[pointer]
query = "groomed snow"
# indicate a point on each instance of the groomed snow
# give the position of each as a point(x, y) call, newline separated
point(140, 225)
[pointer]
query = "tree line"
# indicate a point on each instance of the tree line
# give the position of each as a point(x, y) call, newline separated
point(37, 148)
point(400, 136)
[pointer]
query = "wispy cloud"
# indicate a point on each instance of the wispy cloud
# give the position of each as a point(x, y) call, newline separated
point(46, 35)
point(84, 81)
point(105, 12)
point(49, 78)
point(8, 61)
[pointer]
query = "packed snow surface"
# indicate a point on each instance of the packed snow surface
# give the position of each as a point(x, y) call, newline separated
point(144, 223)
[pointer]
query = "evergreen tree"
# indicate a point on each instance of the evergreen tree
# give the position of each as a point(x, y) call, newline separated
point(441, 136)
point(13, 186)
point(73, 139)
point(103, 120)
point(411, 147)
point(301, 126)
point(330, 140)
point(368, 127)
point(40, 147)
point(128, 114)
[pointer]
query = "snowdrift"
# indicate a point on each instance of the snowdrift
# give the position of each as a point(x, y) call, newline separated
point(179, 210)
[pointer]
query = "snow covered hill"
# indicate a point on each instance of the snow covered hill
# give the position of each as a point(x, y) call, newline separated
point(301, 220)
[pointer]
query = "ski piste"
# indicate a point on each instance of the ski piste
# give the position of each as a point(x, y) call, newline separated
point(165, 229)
--
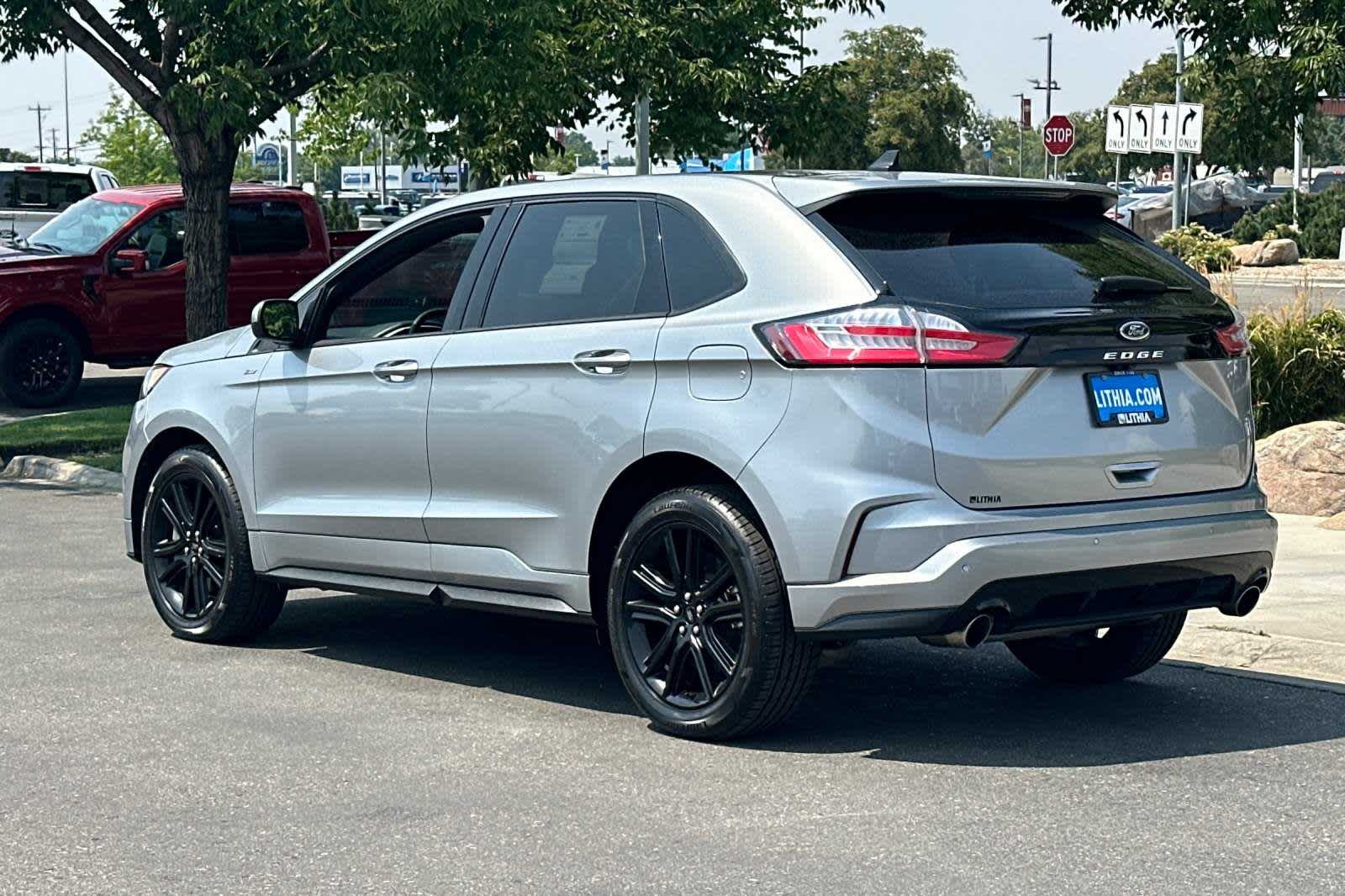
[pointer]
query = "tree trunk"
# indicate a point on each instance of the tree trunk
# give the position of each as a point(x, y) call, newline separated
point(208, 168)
--
Identify each line of the items above that contains the string "query", treating uppercase and lowercase as distinct, and copy every such line.

query = "groomed snow"
query = "tree line"
query = "wispy cloud"
query = "packed snow surface"
query = "evergreen tree"
query = "snowdrift"
query = "snow covered hill"
query = "ski piste"
query = "tree trunk"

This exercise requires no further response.